#### Vorliegender Text ####

# [Batch] Programmausgabe in Datei speichern



## Felsti (29. September 2005)

Hallo zusammen,

ich habe eigentlich ein ganz einfaches Problem:
ich möchte ein Programm ca. 25 Mal hintereinander ausführen und alle 25 Ausgaben zusammen in EINER Datei speichern.

Daß man mit "start programm.exe" ein Programm ausführt ist mir klar, aber ansonsten ist das für mich unbekanntes Land 
Hat jemand nen Tipp für mich?

Grüße, Felsti

EDIT: falls es nicht in EINER Datei geht: wie kann man überhaupt die Ausgabe eines Programms in eine Datei speichern?


----------



## Thomas Darimont (30. September 2005)

Hallo!

Programm > Datei
(leitet Ausgabe von Programm in Datei (Erzeugt für jede Ausgabe eine neue Datei))

#### Auflistung ####

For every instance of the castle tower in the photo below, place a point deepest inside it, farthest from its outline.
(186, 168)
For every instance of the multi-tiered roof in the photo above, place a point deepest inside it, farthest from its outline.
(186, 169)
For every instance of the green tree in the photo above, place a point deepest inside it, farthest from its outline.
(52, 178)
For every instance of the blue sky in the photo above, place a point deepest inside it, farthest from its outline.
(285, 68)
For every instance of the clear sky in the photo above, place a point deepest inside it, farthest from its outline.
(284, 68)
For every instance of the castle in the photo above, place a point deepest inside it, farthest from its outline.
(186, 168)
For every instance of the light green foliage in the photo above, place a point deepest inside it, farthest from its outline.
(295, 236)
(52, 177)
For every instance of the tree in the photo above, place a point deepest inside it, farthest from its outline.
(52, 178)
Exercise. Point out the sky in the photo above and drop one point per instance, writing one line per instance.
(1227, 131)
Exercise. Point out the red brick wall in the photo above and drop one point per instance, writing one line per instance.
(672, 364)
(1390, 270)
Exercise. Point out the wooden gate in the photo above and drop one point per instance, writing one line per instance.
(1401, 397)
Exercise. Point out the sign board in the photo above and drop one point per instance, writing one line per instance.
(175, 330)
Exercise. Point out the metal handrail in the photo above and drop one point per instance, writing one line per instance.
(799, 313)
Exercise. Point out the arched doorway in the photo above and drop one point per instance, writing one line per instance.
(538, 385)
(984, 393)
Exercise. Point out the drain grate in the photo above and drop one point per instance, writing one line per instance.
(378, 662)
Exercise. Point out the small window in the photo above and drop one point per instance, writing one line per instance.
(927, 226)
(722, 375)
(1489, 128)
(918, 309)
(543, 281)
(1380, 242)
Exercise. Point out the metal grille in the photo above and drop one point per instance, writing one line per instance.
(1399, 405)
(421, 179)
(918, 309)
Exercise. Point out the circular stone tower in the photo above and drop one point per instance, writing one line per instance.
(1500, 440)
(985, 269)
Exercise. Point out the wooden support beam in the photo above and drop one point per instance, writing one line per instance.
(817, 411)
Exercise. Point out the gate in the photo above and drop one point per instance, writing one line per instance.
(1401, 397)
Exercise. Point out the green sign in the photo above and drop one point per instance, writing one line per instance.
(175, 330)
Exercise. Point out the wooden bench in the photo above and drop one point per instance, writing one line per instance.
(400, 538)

####

◆ **Übungsaufgaben**
**a)** Prüfe anhand des Forenthreads über das Speichern von Programmausgaben, ob diese Aussagen zutreffen: (i) Felsti will ein Programm etwa 25 Mal hintereinander ausführen. (ii) Die Antwort von Thomas Darimont stammt vom 29. September 2005. (iii) Laut Thomas Darimont landen mit „Programm > Datei“ alle Ausgaben in derselben Datei. Antworte bei jeder Aussage mit Ja oder Nein und zitiere die entscheidenden Worte des Threads wörtlich.
**b)** Wiederhole den Abschnitt des Forenthreads über das Speichern von Programmausgaben von „EDIT: falls es“ bis „(30. September 2005)“ Wort für Wort.
**c)** Knüpfe an den letzten Satz des Forenthreads über das Speichern von Programmausgaben an und schreibe ihn weiter.
Die Einträge haben hiermit nichts zu tun.

◆ **Lösungen der Reihe**
**a)**
(i) Ja – „ich möchte ein Programm ca. 25 Mal hintereinander ausführen“
(ii) Nein – „Thomas Darimont (30. September 2005)“
(iii) Nein – „Erzeugt für jede Ausgabe eine neue Datei“

**b)**
EDIT: falls es nicht in EINER Datei geht: wie kann man überhaupt die Ausgabe eines Programms in eine Datei speichern?


----------



## Thomas Darimont (30. September 2005)

**c)**
Programm >> Datei
(hängt die Ausgabe von Programm an Datei an. Wenn keine Datei existiert wird sie neu erstellt.)

Gruß Tom


----------



## Felsti (30. September 2005)

Super dankeschön, ich wusste doch, daß es einfach sein würde 

Dann gleich zur nächsten Frage:
Kann man im Batch auf gleich einen regulären Ausdruck draufwerfen, der bestimmte Teile aus dem gespeicherten Text rausfiltert? Hast du da eventuell nen Link zu ner Doku?

Danke!


----------



## Matthias Reitinger (30. September 2005)

Du könntest die Ausgabe des Programms über den „Pipe“-Operator an find weiterleiten:
programm | find "zeichenkette" >> ausgabe.txt

Damit lässt sich allerdings nur nach einer bestimmten Zeichenkette suchen. Reguläre Ausdrücke wären mit grep an Stelle von find möglich.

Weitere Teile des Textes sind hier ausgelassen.